__Short problem__
Write out the passage on PLC history and supply below word for word, from its first sentence to its last heading.

__Extracted text__
—————
Modicon, a company founded specifically to develop the technology, delivered the first commercial PLC, the Modicon 084, in 1969. Allen-Bradley followed with competing products, and the technology spread rapidly through American manufacturing in the 1970s. By the 1980s, European and Japanese manufacturers including Siemens, Mitsubishi, Omron, and what is now Schneider Electric had developed their own PLC platforms, establishing the competitive landscape that persists today.

The evolution from early relay-replacement controllers to modern PLC systems reflects the broader development of digital technology. Early PLCs stored programmes in magnetic core memory and could handle only a few dozen inputs and outputs. Modern high-end PLCs operate with gigabytes of memory, handle thousands of I/O points, execute motion control algorithms, perform floating-point arithmetic, and communicate on industrial ethernet networks at gigabit speeds. The fundamental principle, a digital controller executing programmable logic in a deterministic scan cycle, remains constant across the entire history of the technology.

What Types of PLC System Does K2 Automation Supply?

K2 Automation’s PLC inventory covers hardware from the major manufacturers whose equipment is most widely deployed in industrial facilities. This includes Allen-Bradley PLCs from Rockwell Automation, covering the SLC 500 and PLC-5 legacy series as well as ControlLogix and CompactLogix systems. Siemens SIMATIC PLC hardware from the S5 and S7 families is also extensively stocked. Mitsubishi MELSEC programmable controllers, Omron C series and CJ/CS series PLCs, Schneider Electric (formerly Telemecanique) Modicon and TSX series units, and Fanuc CNC controllers are all part of the portfolio.

K2 Automation’s PLC inventory is particularly strong in the area of obsolete and discontinued hardware. Many of the most widely used PLC platforms of the 1990s and early 2000s have since been superseded by newer product lines and are no longer available through the original manufacturer’s distribution. Allen-Bradley’s SLC 500 series, Siemens S5 hardware, Omron’s C series, and Mitsubishi’s earlier MELSEC platforms fall into this category. These components remain embedded in operational machinery across thousands of production facilities, and their replacement cannot wait for a capital project approval when a failure occurs.

What Is a PLC Control System in Practice, and What Are Its Main Components?
—————
__Information provided__
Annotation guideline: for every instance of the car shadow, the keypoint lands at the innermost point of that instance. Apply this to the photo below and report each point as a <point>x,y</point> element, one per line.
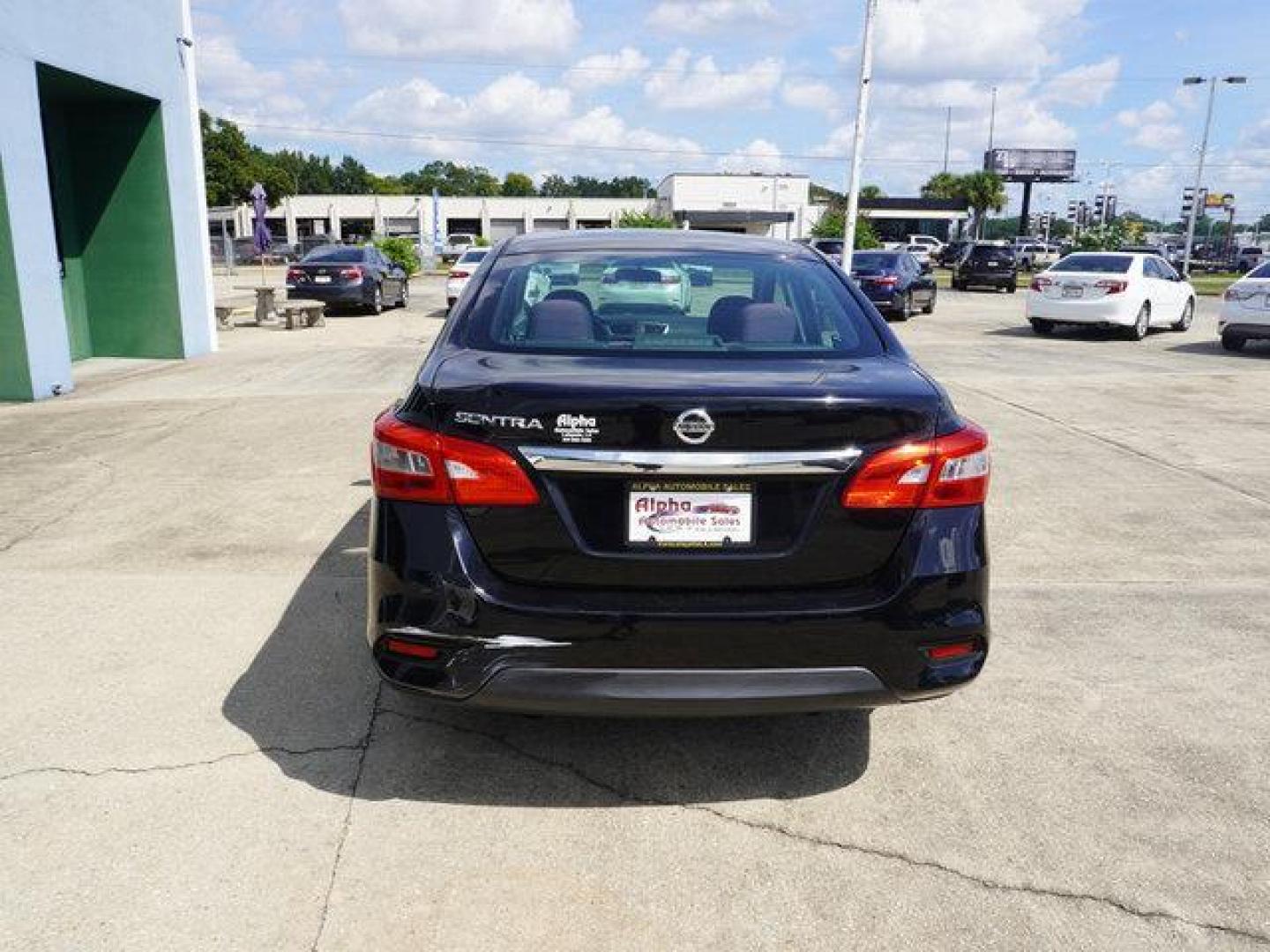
<point>311,688</point>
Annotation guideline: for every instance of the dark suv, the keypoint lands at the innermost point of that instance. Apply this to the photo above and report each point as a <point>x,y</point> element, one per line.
<point>984,264</point>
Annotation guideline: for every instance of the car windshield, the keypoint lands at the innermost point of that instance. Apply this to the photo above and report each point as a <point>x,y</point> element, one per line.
<point>873,259</point>
<point>695,302</point>
<point>1100,264</point>
<point>334,254</point>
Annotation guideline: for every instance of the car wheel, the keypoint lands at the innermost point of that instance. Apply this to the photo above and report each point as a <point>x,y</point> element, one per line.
<point>1188,316</point>
<point>1140,324</point>
<point>1232,343</point>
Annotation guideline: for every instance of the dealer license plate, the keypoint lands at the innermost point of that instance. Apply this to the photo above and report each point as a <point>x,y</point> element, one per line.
<point>690,514</point>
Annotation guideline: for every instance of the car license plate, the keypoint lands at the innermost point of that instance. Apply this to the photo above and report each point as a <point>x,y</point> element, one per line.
<point>690,514</point>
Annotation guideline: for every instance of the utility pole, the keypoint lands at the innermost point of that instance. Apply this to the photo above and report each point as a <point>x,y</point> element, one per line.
<point>947,135</point>
<point>857,146</point>
<point>1203,152</point>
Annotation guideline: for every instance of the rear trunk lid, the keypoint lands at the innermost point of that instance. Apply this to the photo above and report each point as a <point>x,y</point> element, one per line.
<point>770,442</point>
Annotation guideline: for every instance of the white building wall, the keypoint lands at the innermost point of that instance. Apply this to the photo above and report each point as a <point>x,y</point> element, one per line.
<point>126,43</point>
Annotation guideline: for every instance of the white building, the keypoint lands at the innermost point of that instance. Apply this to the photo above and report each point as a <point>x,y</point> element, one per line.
<point>101,247</point>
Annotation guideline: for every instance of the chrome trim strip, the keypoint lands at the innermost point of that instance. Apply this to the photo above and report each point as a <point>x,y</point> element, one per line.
<point>780,462</point>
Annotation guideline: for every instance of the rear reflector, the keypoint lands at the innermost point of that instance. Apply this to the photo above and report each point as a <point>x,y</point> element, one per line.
<point>937,473</point>
<point>417,465</point>
<point>946,652</point>
<point>407,648</point>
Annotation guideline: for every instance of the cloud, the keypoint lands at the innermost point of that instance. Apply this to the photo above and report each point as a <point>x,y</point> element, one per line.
<point>606,69</point>
<point>1084,86</point>
<point>810,94</point>
<point>1154,126</point>
<point>707,16</point>
<point>703,86</point>
<point>522,28</point>
<point>758,155</point>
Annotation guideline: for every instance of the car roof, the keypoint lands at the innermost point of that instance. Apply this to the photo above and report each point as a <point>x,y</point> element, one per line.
<point>649,240</point>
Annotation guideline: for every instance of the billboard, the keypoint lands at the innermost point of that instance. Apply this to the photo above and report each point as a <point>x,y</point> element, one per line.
<point>1032,164</point>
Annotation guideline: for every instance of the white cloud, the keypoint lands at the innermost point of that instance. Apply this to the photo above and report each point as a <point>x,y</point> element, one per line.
<point>526,28</point>
<point>1154,126</point>
<point>703,86</point>
<point>1084,86</point>
<point>810,94</point>
<point>606,69</point>
<point>707,16</point>
<point>758,155</point>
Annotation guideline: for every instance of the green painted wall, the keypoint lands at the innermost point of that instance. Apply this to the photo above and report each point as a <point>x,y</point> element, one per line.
<point>109,188</point>
<point>14,369</point>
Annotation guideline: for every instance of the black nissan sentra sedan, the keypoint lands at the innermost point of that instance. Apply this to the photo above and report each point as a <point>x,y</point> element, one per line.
<point>736,495</point>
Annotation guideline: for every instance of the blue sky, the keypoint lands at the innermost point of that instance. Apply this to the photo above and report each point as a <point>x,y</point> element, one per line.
<point>649,86</point>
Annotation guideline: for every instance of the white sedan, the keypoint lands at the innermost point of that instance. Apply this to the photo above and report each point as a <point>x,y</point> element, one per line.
<point>1246,310</point>
<point>1133,292</point>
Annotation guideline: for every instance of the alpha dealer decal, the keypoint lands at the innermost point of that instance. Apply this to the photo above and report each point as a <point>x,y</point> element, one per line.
<point>576,428</point>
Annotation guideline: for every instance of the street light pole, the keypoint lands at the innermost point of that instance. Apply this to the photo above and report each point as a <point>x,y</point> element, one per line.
<point>848,231</point>
<point>1203,152</point>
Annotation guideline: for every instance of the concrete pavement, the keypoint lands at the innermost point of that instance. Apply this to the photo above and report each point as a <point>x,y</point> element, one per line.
<point>195,755</point>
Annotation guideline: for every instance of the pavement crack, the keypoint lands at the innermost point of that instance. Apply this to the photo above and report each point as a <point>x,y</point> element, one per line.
<point>182,766</point>
<point>363,746</point>
<point>771,828</point>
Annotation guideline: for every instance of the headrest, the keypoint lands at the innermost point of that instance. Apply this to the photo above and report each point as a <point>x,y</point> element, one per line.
<point>560,319</point>
<point>767,324</point>
<point>724,317</point>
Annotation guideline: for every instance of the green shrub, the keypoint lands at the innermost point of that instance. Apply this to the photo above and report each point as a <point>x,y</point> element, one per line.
<point>400,251</point>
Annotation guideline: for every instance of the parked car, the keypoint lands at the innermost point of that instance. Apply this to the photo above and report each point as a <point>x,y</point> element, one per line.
<point>349,276</point>
<point>1249,258</point>
<point>1127,291</point>
<point>461,271</point>
<point>644,285</point>
<point>986,264</point>
<point>512,564</point>
<point>895,282</point>
<point>1246,310</point>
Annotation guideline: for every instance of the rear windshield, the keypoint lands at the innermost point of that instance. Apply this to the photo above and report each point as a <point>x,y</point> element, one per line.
<point>992,254</point>
<point>334,254</point>
<point>1100,264</point>
<point>693,302</point>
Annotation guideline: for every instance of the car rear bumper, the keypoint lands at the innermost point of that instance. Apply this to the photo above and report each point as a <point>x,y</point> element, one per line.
<point>512,646</point>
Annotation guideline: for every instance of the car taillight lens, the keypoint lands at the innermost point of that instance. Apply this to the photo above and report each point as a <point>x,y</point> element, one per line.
<point>935,473</point>
<point>421,466</point>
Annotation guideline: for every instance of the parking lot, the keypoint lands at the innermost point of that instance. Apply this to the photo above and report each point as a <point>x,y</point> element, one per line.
<point>196,753</point>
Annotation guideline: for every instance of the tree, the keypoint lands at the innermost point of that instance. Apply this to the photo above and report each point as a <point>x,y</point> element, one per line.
<point>517,183</point>
<point>643,219</point>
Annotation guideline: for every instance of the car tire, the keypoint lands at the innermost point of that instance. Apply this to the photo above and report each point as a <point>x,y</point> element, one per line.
<point>1140,324</point>
<point>1232,343</point>
<point>1184,323</point>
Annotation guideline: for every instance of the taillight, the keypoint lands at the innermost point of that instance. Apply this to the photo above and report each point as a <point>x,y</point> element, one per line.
<point>937,473</point>
<point>421,466</point>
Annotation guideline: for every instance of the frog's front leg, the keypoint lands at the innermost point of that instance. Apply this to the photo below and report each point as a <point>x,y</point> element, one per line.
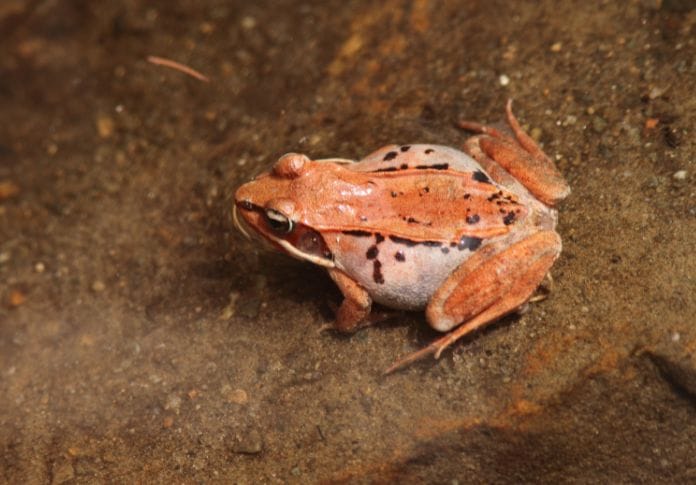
<point>355,311</point>
<point>494,282</point>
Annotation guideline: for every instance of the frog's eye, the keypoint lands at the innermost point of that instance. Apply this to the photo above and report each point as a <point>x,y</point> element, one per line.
<point>291,165</point>
<point>278,222</point>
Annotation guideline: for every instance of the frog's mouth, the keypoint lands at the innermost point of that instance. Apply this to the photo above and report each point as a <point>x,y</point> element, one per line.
<point>301,242</point>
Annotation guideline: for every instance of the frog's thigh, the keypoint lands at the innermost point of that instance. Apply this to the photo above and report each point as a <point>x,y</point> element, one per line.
<point>492,284</point>
<point>355,309</point>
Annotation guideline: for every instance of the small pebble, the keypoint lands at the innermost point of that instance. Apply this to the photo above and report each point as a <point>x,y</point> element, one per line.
<point>173,403</point>
<point>535,133</point>
<point>598,124</point>
<point>17,298</point>
<point>98,286</point>
<point>248,23</point>
<point>249,443</point>
<point>237,396</point>
<point>105,126</point>
<point>8,189</point>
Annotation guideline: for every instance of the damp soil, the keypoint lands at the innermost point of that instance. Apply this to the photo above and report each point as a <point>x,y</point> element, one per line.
<point>142,338</point>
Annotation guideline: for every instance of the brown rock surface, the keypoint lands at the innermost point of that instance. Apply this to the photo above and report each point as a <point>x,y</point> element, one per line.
<point>595,384</point>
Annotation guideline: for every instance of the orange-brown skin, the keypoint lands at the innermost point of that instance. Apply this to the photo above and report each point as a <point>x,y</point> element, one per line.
<point>467,238</point>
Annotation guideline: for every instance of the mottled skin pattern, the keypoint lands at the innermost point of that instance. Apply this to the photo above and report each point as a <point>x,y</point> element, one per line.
<point>467,236</point>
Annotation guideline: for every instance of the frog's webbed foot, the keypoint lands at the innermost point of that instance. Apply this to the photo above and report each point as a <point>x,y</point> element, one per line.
<point>544,290</point>
<point>519,156</point>
<point>488,286</point>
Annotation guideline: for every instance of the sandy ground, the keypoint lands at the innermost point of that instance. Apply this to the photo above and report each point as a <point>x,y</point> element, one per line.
<point>143,339</point>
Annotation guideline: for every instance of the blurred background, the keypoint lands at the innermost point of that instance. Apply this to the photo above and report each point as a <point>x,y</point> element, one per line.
<point>142,338</point>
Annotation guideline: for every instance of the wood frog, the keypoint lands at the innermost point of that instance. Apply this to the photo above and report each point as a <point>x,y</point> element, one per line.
<point>466,235</point>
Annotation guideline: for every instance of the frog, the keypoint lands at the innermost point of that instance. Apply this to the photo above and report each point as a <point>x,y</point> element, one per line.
<point>465,234</point>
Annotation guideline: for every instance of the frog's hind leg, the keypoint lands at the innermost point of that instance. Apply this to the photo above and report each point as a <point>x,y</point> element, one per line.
<point>491,284</point>
<point>522,158</point>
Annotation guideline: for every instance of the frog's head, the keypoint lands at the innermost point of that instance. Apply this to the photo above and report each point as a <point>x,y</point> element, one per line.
<point>268,207</point>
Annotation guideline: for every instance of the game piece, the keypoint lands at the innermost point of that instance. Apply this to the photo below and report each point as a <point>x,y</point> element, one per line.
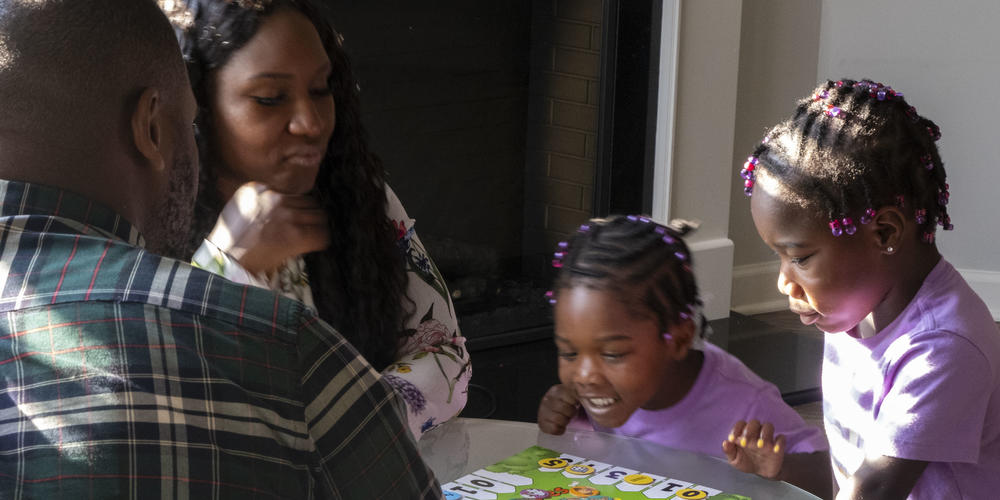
<point>539,472</point>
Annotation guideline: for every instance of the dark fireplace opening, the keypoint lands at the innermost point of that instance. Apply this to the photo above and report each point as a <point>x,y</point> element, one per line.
<point>486,116</point>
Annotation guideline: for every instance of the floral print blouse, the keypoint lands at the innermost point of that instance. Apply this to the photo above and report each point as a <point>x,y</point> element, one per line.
<point>433,370</point>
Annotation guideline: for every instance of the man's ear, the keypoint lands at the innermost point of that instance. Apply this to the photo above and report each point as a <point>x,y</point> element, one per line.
<point>147,127</point>
<point>887,228</point>
<point>682,336</point>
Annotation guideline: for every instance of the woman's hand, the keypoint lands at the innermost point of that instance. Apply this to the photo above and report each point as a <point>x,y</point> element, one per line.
<point>559,406</point>
<point>262,228</point>
<point>752,447</point>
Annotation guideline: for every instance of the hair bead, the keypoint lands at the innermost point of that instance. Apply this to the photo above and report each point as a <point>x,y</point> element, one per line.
<point>928,161</point>
<point>835,227</point>
<point>868,215</point>
<point>748,175</point>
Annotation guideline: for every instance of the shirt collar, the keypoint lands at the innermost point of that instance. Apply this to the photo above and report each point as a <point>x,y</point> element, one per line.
<point>74,213</point>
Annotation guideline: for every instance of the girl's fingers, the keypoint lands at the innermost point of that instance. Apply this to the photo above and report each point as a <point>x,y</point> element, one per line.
<point>730,450</point>
<point>737,431</point>
<point>779,444</point>
<point>766,438</point>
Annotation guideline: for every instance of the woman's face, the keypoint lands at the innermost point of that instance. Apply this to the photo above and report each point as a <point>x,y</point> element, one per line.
<point>272,109</point>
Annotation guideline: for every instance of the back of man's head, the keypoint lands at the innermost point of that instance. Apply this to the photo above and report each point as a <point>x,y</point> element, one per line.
<point>71,69</point>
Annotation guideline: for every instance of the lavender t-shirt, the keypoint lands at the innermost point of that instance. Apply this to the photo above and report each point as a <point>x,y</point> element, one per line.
<point>725,391</point>
<point>926,387</point>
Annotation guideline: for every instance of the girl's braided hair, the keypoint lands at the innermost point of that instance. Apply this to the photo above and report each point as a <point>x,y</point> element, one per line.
<point>645,264</point>
<point>853,147</point>
<point>359,282</point>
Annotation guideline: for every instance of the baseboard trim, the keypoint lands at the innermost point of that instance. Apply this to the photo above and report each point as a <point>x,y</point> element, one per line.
<point>713,266</point>
<point>754,290</point>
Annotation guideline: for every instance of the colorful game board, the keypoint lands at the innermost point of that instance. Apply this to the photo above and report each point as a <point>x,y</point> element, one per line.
<point>543,473</point>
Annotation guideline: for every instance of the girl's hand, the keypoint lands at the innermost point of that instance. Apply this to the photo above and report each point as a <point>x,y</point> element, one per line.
<point>752,447</point>
<point>559,406</point>
<point>262,228</point>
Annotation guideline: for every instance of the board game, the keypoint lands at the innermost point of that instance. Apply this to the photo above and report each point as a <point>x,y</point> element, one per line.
<point>543,473</point>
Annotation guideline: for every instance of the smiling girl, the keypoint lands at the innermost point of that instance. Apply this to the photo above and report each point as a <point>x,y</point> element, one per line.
<point>632,358</point>
<point>305,207</point>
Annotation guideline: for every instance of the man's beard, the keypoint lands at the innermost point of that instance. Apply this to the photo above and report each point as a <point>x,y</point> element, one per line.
<point>168,234</point>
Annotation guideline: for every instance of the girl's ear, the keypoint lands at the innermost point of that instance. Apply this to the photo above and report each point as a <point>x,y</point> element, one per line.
<point>682,336</point>
<point>888,226</point>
—————
__Full solution__
Modicon, a company founded specifically to develop the technology, delivered the first commercial PLC, the Modicon 084, in 1969. Allen-Bradley followed with competing products, and the technology spread rapidly through American manufacturing in the 1970s. By the 1980s, European and Japanese manufacturers including Siemens, Mitsubishi, Omron, and what is now Schneider Electric had developed their own PLC platforms, establishing the competitive landscape that persists today.

The evolution from early relay-replacement controllers to modern PLC systems reflects the broader development of digital technology. Early PLCs stored programmes in magnetic core memory and could handle only a few dozen inputs and outputs. Modern high-end PLCs operate with gigabytes of memory, handle thousands of I/O points, execute motion control algorithms, perform floating-point arithmetic, and communicate on industrial ethernet networks at gigabit speeds. The fundamental principle, a digital controller executing programmable logic in a deterministic scan cycle, remains constant across the entire history of the technology.

What Types of PLC System Does K2 Automation Supply?

K2 Automation’s PLC inventory covers hardware from the major manufacturers whose equipment is most widely deployed in industrial facilities. This includes Allen-Bradley PLCs from Rockwell Automation, covering the SLC 500 and PLC-5 legacy series as well as ControlLogix and CompactLogix systems. Siemens SIMATIC PLC hardware from the S5 and S7 families is also extensively stocked. Mitsubishi MELSEC programmable controllers, Omron C series and CJ/CS series PLCs, Schneider Electric (formerly Telemecanique) Modicon and TSX series units, and Fanuc CNC controllers are all part of the portfolio.

K2 Automation’s PLC inventory is particularly strong in the area of obsolete and discontinued hardware. Many of the most widely used PLC platforms of the 1990s and early 2000s have since been superseded by newer product lines and are no longer available through the original manufacturer’s distribution. Allen-Bradley’s SLC 500 series, Siemens S5 hardware, Omron’s C series, and Mitsubishi’s earlier MELSEC platforms fall into this category. These components remain embedded in operational machinery across thousands of production facilities, and their replacement cannot wait for a capital project approval when a failure occurs.

What Is a PLC Control System in Practice, and What Are Its Main Components?